**指示 1:**
万博の記事で、企業や大学が披露する新技術の例として冒頭の段落に並べられているものをすべて挙げてください。
**指示 2:**
万博の記事によると、大阪市内から会場まで空飛ぶクルマで移動する場合、飛行距離はどの程度と想定されていますか。
**指示 3:**
万博の記事の続きを、最後の文の次から書いてください。

**原文:**
----
大阪万博開幕まで1000日 夢の新技術が描く未来予想図
2025年 万博
2022年7月18日 5:00 [有料会員限定]

2025年に開幕する国際博覧会(大阪・関西万博)まで18日であと1000日となった。大阪・関西万博の目玉の一つが、企業や大学が披露する新技術だ。二酸化炭素(CO2)からエネルギーを生み出す住宅や、まるで人間のように動くロボット、そして空中を浮遊するクルマ――。大阪・ミナミの買い物客からは「未来を体感できる万博に」と期待の声が寄せられた。

空飛ぶクルマ、会場へひとっ飛び
大阪・関西万博における目玉の一つが空飛ぶクルマだ。来場者の移動手段となる可能性があり、国内メーカーではスタートアップのスカイドライブ(愛知県豊田市)とテトラ・アビエーション(東京・文京)が実用化をにらみながらしのぎを削る。

関係者の話を総合すると会場への飛行距離は大阪市内からの場合、10キロメートル程度が想定される。一般道の自動車並みの速度で、飛行時間は10分前後となりそうだ。2~4人乗りの機体開発が国内外で進み、タクシー運転手のように専門の操縦者が搭乗する方向で検討されている。
----
**提供資料:**

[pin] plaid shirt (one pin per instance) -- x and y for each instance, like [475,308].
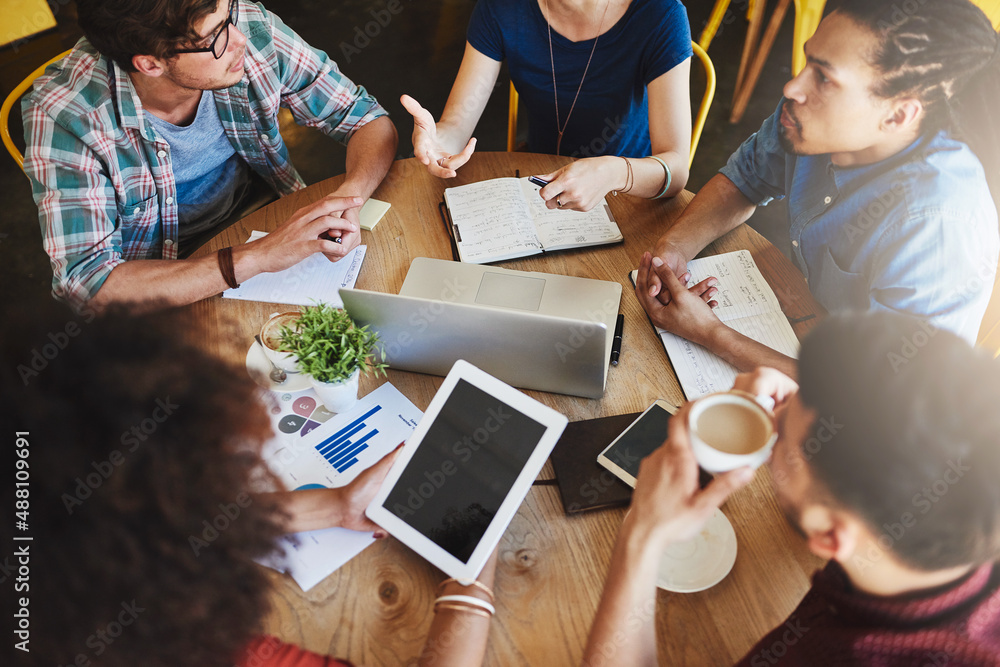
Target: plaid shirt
[102,177]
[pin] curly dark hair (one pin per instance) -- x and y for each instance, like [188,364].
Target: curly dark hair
[142,451]
[121,29]
[914,421]
[946,54]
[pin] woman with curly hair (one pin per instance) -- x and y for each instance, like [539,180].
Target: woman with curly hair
[137,439]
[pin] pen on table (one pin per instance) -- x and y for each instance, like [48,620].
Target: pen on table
[616,344]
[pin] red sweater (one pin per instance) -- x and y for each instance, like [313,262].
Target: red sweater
[957,624]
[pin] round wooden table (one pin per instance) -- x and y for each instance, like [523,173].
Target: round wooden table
[376,609]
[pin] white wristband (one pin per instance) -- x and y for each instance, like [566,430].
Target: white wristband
[468,599]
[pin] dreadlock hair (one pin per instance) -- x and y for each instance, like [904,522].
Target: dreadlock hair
[946,54]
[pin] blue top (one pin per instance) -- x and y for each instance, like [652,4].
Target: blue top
[915,233]
[611,116]
[211,177]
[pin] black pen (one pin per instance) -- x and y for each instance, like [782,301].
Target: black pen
[616,344]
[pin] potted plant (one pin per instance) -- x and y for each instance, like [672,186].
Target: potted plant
[333,352]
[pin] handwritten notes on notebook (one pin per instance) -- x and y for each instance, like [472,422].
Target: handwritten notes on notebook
[505,218]
[747,304]
[313,279]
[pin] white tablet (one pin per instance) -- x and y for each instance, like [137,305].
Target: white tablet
[464,471]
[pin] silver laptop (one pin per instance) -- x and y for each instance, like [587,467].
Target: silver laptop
[532,330]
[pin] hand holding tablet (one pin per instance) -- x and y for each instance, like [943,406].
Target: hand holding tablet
[463,473]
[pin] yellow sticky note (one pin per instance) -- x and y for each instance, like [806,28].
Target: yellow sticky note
[372,212]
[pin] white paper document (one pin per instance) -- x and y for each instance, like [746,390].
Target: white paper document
[315,449]
[747,304]
[314,279]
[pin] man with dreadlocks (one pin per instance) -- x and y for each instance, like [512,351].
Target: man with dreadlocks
[883,149]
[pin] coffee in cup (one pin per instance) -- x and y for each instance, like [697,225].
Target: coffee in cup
[270,338]
[730,430]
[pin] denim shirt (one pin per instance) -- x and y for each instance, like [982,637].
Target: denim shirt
[915,233]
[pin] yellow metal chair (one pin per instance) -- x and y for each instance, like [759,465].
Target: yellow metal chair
[699,120]
[8,104]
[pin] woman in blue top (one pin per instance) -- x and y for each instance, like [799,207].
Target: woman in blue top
[620,71]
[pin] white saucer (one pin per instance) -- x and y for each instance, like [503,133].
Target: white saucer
[702,561]
[259,369]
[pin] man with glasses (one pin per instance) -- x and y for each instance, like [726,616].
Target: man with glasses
[156,130]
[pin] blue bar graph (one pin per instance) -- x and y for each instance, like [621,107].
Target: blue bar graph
[341,448]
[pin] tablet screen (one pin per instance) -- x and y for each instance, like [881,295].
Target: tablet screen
[463,469]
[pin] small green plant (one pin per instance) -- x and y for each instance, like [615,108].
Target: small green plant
[328,345]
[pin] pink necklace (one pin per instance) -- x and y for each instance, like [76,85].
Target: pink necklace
[555,91]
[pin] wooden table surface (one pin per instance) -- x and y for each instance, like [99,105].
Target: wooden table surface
[376,609]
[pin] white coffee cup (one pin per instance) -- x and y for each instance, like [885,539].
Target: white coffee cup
[732,429]
[269,333]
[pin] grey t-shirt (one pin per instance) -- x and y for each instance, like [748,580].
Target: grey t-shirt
[211,177]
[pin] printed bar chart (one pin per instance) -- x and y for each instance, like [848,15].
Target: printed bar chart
[341,448]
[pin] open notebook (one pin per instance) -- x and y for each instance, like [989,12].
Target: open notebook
[747,304]
[504,218]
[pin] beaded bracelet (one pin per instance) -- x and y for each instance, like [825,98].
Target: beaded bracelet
[629,177]
[461,607]
[468,600]
[666,177]
[469,582]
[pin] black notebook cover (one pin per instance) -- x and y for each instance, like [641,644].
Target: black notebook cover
[584,484]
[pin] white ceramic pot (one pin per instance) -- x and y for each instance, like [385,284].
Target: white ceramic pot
[338,396]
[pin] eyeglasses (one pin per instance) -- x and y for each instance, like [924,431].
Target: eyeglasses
[221,40]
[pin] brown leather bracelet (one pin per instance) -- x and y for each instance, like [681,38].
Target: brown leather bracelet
[227,268]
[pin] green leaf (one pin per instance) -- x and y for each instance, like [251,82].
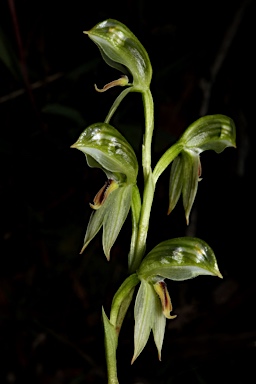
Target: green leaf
[118,206]
[143,314]
[109,151]
[179,259]
[120,48]
[215,132]
[111,215]
[111,341]
[122,300]
[185,174]
[158,326]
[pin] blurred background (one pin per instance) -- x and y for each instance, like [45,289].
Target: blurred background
[50,296]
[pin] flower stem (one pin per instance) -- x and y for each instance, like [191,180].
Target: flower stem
[149,185]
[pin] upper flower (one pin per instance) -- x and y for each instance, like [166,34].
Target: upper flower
[121,49]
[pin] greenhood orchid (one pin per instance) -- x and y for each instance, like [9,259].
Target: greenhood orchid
[105,148]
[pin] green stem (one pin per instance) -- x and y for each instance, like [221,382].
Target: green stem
[149,185]
[117,102]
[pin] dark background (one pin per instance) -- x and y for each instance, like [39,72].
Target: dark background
[50,296]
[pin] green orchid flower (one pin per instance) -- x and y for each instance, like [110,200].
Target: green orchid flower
[121,49]
[176,259]
[105,148]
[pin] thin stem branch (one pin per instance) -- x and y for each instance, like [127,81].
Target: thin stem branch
[149,185]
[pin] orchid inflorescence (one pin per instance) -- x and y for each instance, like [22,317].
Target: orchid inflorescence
[105,148]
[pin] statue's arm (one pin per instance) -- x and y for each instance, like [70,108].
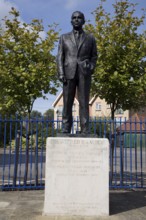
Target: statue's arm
[60,60]
[94,54]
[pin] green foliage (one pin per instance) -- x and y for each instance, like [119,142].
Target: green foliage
[120,76]
[49,114]
[27,66]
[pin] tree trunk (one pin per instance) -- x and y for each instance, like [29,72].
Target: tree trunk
[27,149]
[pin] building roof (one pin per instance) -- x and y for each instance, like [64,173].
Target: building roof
[59,97]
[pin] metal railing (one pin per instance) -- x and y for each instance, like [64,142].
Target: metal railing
[23,148]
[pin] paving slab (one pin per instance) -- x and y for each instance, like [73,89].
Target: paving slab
[28,205]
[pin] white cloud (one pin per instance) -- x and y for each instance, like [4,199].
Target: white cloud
[71,4]
[5,7]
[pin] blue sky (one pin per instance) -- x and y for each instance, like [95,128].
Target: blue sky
[58,11]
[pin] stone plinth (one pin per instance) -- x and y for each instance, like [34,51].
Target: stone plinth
[77,177]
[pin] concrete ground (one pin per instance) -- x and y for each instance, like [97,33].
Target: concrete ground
[28,205]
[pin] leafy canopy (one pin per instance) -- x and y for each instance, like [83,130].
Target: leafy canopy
[120,73]
[27,66]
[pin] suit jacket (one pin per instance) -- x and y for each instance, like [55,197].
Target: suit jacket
[69,55]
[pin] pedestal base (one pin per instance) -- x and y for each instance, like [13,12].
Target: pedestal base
[77,177]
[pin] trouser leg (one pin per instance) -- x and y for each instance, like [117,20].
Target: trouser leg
[69,89]
[84,84]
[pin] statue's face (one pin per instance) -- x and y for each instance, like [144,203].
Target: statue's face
[77,20]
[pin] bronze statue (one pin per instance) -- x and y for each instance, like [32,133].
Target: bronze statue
[76,60]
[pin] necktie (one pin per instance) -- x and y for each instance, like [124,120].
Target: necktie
[77,36]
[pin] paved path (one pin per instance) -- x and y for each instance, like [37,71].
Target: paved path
[28,205]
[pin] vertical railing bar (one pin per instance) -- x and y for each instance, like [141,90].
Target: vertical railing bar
[121,158]
[20,152]
[31,149]
[4,155]
[141,165]
[115,151]
[135,147]
[42,150]
[16,156]
[131,151]
[36,154]
[10,149]
[125,147]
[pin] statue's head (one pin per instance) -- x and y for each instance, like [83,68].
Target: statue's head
[77,19]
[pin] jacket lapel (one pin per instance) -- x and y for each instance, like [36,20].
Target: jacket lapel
[72,37]
[82,38]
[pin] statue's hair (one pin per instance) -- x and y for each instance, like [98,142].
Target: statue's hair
[80,13]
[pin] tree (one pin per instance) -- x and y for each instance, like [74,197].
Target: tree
[28,68]
[49,114]
[120,76]
[120,73]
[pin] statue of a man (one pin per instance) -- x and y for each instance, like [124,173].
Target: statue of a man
[76,60]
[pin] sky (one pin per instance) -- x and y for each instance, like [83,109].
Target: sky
[56,11]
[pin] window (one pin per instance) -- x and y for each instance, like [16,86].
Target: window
[98,106]
[59,111]
[119,111]
[108,106]
[74,108]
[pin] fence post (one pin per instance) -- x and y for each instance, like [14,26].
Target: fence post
[16,158]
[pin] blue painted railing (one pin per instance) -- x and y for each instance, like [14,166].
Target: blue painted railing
[23,148]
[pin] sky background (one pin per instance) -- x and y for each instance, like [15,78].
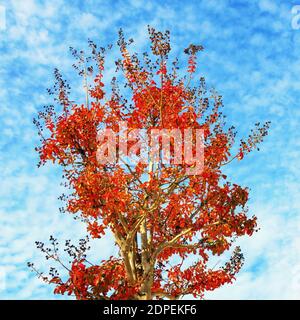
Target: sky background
[252,57]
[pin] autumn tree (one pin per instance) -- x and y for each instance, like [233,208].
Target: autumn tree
[166,222]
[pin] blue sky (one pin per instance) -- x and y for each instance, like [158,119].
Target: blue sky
[252,57]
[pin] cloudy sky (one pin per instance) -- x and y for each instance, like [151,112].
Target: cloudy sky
[252,57]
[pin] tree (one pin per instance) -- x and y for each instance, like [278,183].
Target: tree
[166,222]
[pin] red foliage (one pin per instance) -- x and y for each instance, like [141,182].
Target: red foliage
----
**実行結果 1:**
- 二酸化炭素(CO2)からエネルギーを生み出す住宅
- まるで人間のように動くロボット
- 空中を浮遊するクルマ

**実行結果 2:**
10キロメートル程度です。

**実行結果 3:**
実際の運用方法は未確定の部分が多く、今後も国などで議論が進められる。

「これが空飛ぶクルマのスタートだと強烈に印象付けられる」。スカイドライブの福澤知浩最高経営責任者(CEO)は話す。海外勢に負けじと25年に向けて2人乗りの機体を開発中だ。

テトラ社も2人乗りで前後に合計32個のプロペラが付いた機体を想定。2つのスティックで機体の傾きや高度を変えられ、「テレビゲームをする子どもでも操縦できるくらいの容易さだ」(中井佑代表)。

開発はまだ道半ばの両社が特に力を注ぐのが安全性の確保だ。誰しもが初体験となるだけに、安全性が伴わなければ実用化は難しい。1000日間で飛行試験を繰り返し、100%安心できる機体を開発することが至上命題となる。

アンドロイド、人間とドラマ共演
「人とロボットの共生を具体的に見せ、どんな未来を作りたいかをイメージしてもらいたい」。万博のテーマ事業プロデューサーでロボット研究者の石黒浩・大阪大学教授は意気込む。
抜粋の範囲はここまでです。